▶ Work to be completed
Would it be possible to quote, exactly and in full, the lines from the one with "Please identify the window with" through the end of the entries below?

____ Material shown

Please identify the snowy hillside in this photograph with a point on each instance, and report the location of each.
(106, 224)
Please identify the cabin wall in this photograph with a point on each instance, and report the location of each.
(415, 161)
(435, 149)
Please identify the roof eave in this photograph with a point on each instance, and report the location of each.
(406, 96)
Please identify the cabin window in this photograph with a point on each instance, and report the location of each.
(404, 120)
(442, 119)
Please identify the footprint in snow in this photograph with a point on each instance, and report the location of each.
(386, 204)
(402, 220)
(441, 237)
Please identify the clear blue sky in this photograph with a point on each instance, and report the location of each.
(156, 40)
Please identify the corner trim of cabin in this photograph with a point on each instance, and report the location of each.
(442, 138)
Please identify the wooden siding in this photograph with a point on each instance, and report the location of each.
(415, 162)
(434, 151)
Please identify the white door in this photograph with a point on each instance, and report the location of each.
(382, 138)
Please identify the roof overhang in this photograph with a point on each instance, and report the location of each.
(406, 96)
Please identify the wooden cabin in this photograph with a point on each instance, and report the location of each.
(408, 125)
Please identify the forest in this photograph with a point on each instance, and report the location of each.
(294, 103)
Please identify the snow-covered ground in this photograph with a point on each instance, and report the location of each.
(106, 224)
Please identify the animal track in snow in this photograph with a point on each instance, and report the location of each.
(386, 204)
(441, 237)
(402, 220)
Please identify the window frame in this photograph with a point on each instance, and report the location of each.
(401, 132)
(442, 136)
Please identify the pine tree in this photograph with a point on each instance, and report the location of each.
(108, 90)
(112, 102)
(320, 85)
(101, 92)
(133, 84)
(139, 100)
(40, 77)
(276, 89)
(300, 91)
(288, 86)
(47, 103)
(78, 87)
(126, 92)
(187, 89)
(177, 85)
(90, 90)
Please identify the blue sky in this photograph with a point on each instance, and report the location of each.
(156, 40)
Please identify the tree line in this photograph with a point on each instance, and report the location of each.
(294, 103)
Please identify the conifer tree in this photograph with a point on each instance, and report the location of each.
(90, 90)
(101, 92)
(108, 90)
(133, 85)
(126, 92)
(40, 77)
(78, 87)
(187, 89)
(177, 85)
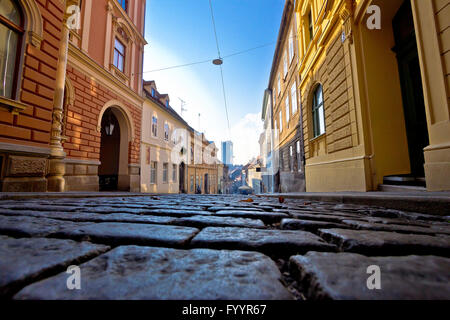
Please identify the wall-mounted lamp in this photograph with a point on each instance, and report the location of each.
(109, 128)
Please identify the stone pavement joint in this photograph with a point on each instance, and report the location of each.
(217, 247)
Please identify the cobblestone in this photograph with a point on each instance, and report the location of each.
(219, 247)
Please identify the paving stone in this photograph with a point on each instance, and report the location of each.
(176, 212)
(129, 233)
(343, 276)
(215, 221)
(267, 217)
(145, 273)
(23, 261)
(386, 243)
(308, 225)
(357, 224)
(220, 208)
(271, 242)
(319, 217)
(23, 226)
(92, 217)
(40, 207)
(105, 232)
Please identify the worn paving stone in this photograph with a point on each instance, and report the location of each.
(175, 212)
(92, 217)
(343, 276)
(220, 208)
(129, 233)
(25, 260)
(271, 242)
(267, 217)
(357, 224)
(319, 217)
(215, 221)
(308, 225)
(104, 232)
(145, 273)
(386, 243)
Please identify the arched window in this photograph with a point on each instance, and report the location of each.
(11, 31)
(318, 112)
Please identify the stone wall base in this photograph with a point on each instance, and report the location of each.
(292, 182)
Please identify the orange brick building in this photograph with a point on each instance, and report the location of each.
(70, 112)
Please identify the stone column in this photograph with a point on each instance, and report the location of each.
(55, 177)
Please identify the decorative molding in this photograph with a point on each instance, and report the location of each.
(33, 22)
(13, 106)
(346, 15)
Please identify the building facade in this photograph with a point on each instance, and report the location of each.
(287, 117)
(77, 74)
(373, 77)
(173, 153)
(227, 152)
(159, 172)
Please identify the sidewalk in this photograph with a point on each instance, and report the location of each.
(436, 203)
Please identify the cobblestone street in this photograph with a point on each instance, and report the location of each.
(219, 247)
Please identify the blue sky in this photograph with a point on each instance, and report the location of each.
(180, 32)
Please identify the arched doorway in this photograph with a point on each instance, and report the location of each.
(109, 152)
(115, 171)
(181, 176)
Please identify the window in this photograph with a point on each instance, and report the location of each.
(294, 98)
(286, 69)
(281, 122)
(166, 131)
(10, 42)
(318, 112)
(174, 173)
(155, 126)
(288, 112)
(299, 159)
(310, 27)
(291, 158)
(153, 168)
(279, 84)
(291, 46)
(124, 4)
(119, 55)
(165, 172)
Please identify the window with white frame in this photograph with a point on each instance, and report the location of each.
(318, 112)
(154, 126)
(166, 131)
(294, 98)
(165, 172)
(174, 172)
(288, 112)
(299, 159)
(119, 55)
(286, 68)
(291, 46)
(279, 84)
(153, 172)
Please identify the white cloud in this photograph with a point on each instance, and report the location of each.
(245, 136)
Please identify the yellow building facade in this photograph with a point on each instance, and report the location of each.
(375, 92)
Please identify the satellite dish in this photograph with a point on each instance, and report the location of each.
(218, 62)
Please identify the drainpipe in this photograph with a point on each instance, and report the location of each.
(55, 177)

________

▶ Full solution
Please identify the window with white frame in this photograph with a point on each instance, and report the location of each.
(318, 112)
(154, 126)
(166, 131)
(294, 98)
(165, 172)
(174, 172)
(288, 112)
(299, 159)
(119, 55)
(286, 68)
(291, 46)
(279, 84)
(153, 172)
Please identify the white cloud in this photograph with a point on each instance, and report the location of each.
(245, 136)
Please identify the yellow building facade in this photograph with a point on each instance, and report the location of each.
(375, 92)
Please identify the satellite dish in this photograph with a point on each instance, and report the location of each.
(218, 62)
Please identify the drainpipe in this photograph with a point on each instance, and report the location of each.
(55, 177)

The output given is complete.